*** PROVIDED DATA Section Begins ***
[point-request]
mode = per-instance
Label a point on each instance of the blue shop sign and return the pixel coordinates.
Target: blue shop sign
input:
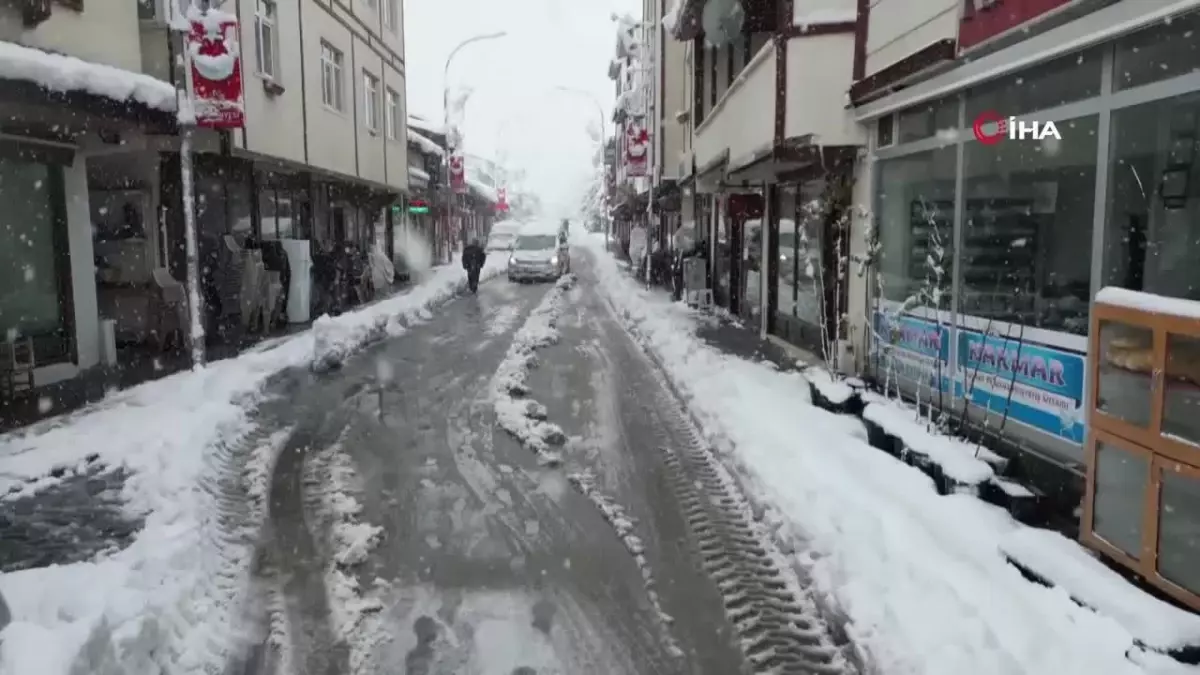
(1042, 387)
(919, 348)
*** PROVIDED DATA Section Ends ***
*** PROVIDED DATA Section Begins ***
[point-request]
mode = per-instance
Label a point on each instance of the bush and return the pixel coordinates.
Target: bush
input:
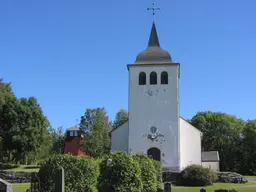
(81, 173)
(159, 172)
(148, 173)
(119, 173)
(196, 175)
*** PROVIDED DATA Section Ends ***
* **BRIEF**
Give the number of lines in the listing that hold "return", with no other words.

* **WRITTEN SOLUTION**
2